# TASK BRIEF
Please return every one of the records below word for word, without changing anything.

Bounding-box records:
START

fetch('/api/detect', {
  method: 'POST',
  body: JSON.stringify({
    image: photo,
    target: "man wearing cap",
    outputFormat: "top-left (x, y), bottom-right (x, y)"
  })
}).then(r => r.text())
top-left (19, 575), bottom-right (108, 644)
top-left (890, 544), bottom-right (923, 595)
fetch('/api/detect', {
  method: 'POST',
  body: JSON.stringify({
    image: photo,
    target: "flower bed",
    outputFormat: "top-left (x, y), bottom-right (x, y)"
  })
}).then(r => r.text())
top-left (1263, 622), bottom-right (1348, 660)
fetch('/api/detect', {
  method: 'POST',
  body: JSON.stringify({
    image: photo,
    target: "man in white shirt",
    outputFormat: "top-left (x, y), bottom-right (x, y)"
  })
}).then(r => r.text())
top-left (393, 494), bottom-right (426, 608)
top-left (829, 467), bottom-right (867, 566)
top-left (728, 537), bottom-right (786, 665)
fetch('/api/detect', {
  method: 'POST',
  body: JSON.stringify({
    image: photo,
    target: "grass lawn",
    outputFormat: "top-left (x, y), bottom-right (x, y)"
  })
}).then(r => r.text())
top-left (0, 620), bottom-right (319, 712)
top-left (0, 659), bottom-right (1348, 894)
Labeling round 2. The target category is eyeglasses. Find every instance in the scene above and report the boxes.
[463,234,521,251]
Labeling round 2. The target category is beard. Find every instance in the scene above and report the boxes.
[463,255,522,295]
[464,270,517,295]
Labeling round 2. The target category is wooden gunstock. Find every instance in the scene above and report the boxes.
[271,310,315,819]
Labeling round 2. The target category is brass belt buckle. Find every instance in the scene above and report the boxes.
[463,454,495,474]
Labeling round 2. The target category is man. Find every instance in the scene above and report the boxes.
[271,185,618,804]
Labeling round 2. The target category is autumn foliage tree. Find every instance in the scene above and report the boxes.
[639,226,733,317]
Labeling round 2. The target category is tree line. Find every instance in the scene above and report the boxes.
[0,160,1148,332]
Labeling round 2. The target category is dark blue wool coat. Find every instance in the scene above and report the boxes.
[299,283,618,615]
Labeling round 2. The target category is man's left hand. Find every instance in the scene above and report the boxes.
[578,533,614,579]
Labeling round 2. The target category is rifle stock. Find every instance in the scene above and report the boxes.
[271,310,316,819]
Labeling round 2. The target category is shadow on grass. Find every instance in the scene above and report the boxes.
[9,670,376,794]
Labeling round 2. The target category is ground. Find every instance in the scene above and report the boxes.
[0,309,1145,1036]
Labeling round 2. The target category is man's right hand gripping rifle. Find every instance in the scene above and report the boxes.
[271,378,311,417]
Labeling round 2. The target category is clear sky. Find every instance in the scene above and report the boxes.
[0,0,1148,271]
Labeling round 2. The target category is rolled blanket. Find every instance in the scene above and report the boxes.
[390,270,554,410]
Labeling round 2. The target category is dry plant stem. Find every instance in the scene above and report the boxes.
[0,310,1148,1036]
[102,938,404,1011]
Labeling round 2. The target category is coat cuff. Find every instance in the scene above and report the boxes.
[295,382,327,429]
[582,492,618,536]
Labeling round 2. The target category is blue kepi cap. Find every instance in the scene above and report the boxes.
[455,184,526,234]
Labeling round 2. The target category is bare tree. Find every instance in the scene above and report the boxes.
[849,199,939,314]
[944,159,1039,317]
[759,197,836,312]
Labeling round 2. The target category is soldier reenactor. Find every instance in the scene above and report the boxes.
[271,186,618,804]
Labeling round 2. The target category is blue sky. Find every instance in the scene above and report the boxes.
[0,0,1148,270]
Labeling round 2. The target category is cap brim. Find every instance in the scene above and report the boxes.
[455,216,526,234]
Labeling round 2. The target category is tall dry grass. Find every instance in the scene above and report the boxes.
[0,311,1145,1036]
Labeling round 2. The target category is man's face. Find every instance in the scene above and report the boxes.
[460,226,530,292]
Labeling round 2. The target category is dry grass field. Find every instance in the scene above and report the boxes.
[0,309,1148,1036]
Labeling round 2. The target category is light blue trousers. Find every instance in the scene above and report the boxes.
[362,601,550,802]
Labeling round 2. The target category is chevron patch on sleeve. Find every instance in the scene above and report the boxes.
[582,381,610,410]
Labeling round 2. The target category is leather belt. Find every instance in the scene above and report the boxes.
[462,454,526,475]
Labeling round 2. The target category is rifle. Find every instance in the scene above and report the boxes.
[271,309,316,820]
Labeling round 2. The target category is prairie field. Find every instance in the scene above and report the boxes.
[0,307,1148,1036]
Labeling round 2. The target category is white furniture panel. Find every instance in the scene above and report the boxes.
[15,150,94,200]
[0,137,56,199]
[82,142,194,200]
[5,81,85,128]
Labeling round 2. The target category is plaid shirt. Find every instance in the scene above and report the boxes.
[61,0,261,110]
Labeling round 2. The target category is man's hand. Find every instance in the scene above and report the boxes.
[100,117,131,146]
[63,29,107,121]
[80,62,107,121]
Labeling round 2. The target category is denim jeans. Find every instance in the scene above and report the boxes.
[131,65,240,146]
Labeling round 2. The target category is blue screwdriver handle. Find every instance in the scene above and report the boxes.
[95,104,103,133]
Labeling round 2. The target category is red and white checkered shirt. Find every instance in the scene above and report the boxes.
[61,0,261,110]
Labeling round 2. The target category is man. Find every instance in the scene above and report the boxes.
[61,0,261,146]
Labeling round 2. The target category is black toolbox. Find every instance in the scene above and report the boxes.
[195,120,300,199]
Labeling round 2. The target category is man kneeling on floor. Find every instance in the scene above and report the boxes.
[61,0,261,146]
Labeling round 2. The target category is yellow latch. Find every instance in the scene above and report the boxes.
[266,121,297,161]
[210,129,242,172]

END

# THE COMPLETED TASK
fetch('/api/detect', {
  method: 'POST',
  body: JSON.stringify({
    image: photo,
    target: "man wearing cap",
    outputFormat: "top-left (x, y), bottom-right (x, y)"
  })
}).then(r => r.text())
top-left (19, 575), bottom-right (108, 644)
top-left (890, 544), bottom-right (923, 595)
fetch('/api/detect', {
  method: 'POST',
  body: JSON.stringify({
    image: photo,
    target: "flower bed",
    outputFormat: "top-left (x, y), bottom-right (x, y)"
  })
}).then(r => r.text())
top-left (1263, 622), bottom-right (1348, 660)
fetch('/api/detect', {
  method: 'POST',
  body: JSON.stringify({
    image: photo,
    target: "man in white shirt",
    outputFormat: "top-left (x, y), bottom-right (x, y)"
  })
}).then(r => r.text())
top-left (393, 494), bottom-right (426, 608)
top-left (829, 467), bottom-right (867, 566)
top-left (728, 537), bottom-right (786, 665)
fetch('/api/detect', {
  method: 'POST',
  body: JSON.stringify({
    image: photo,
    target: "grass lawn",
    outputFormat: "top-left (x, y), bottom-right (x, y)"
  })
}).then(r => r.text())
top-left (0, 620), bottom-right (319, 712)
top-left (0, 659), bottom-right (1348, 894)
Labeling round 2. The target category is eyeglasses. Find every instance in the scene above and report the boxes.
[463,234,521,251]
Labeling round 2. The target category is beard. Find every instance in the scene above and report the boxes.
[463,255,522,295]
[464,270,517,295]
Labeling round 2. The target category is wooden gunstock. Find every instance in the scene above and report the boxes.
[271,310,315,819]
Labeling round 2. The target category is brass belt buckle. Find every instance in the scene above and report the boxes.
[463,454,495,474]
Labeling round 2. The target category is man. Find every instance in the scene above and report the boxes.
[271,185,618,804]
Labeling round 2. The target category is autumn foliage tree. Find every instance in the scene above and report the boxes.
[639,226,733,317]
Labeling round 2. The target category is tree line. Find every instance in the scene above and report the boxes.
[0,160,1148,332]
Labeling round 2. The target category is dark blue wool coat. Find every instance in the scene above and report the boxes.
[299,283,618,615]
Labeling round 2. The target category is man's left hand. Find every instance in the scene above and report the boxes.
[578,533,614,579]
Labeling round 2. The target category is rifle stock. Find every instance in the scene above and report the boxes.
[271,310,316,819]
Labeling round 2. The target category is shadow on grass. Find every instance in the scene above and report the boxes.
[9,670,376,794]
Labeling round 2. The target category is ground. Find every instance in the scene above and report the boxes.
[0,309,1145,1036]
Labeling round 2. The target category is man's right hand gripping rifle. Find every instance in the scene above and report the boxes.
[271,378,311,417]
Labeling round 2. The target category is clear sky. Find every instance in the scene above and report the boxes.
[0,0,1148,271]
Labeling round 2. The target category is rolled blanket. Find every instance in the scene above and report the boxes.
[390,270,554,410]
Labeling round 2. The target category is dry plant stem. Find every instance in the scene above and report the boxes.
[0,310,1148,1036]
[102,938,404,1011]
Labeling round 2. The target category is coat cuff. Find every instance in the scene above and report the boxes.
[295,382,327,429]
[582,492,618,536]
Labeling round 2. The target category is blue kepi cap. Find every instance in the scene above and report the boxes.
[455,184,526,234]
Labeling round 2. The target category is bare tree. Find every instance in the scene above and report the boxes.
[849,199,939,314]
[944,159,1039,317]
[759,197,836,312]
Labeling round 2. The target category is soldier reenactor. Find every instance in the scene above and report the boxes.
[271,186,618,804]
Labeling round 2. The target category is blue sky. Find every instance in the scene above and report the boxes.
[0,0,1148,270]
Labeling round 2. The target category is cap brim. Find every instance in the scene above and report the boxes.
[455,216,526,234]
Labeling round 2. The target category is tall dry grass. Find every instance in the scene above and report the boxes.
[0,311,1145,1036]
Labeling round 2. The target category is man's face. Find every instance in the scene above and report the boxes.
[460,226,530,292]
Labeling round 2. The target category is dry grass field. Find every instance in the scene above and report the boxes.
[0,309,1148,1036]
Labeling round 2. The target category is light blue trousers. Find every instance in the scene above and report the boxes.
[362,601,550,802]
Labeling round 2. The target category is chevron patch on sleeve. Find every instance in the scene above and report the boxes.
[582,381,610,410]
Labeling round 2. The target category is leather belt. Find every instance in the scene above and report the boxes.
[462,454,526,475]
Labeling round 2. The target category is rifle. Find every instance in the scene above and report the boxes.
[271,309,316,820]
Labeling round 2. The target category is prairie field. Find every instance in the scene above and report the boxes.
[0,307,1148,1036]
Labeling round 2. The target category is white furniture panel. Find every instance in the scene above and report the boxes.
[15,150,94,200]
[0,137,56,199]
[82,142,194,200]
[5,81,85,128]
Labeling round 2. The target category is plaid shirt. Find every instance in the scene above and report the boxes.
[61,0,261,110]
Labeling round 2. The target category is man's hand. Find every instance in the scene above and report the boxes.
[100,117,131,146]
[63,29,107,121]
[80,62,107,121]
Labeling round 2. The target category is denim jeans. Find every instance in the scene above and report the boxes.
[131,65,240,146]
Labeling round 2. The target category is blue screwdriver handle. Find every instance in the scene above and report the boxes.
[95,104,103,133]
Labeling round 2. The target category is red and white checkered shirt. Find every instance in the scene above and report the boxes.
[61,0,261,110]
Labeling round 2. The target category is man. Find every instance in the scene above and report the boxes.
[61,0,261,146]
Labeling round 2. The target category is black toolbox. Find every instance in the scene above and report the boxes.
[195,120,300,199]
Labeling round 2. The target category is man kneeling on floor. Find every instance in the scene above and report the boxes.
[61,0,261,146]
Labeling round 2. The target category is yellow latch. Find every instance in the scene above and report the boxes.
[266,121,297,161]
[210,129,242,172]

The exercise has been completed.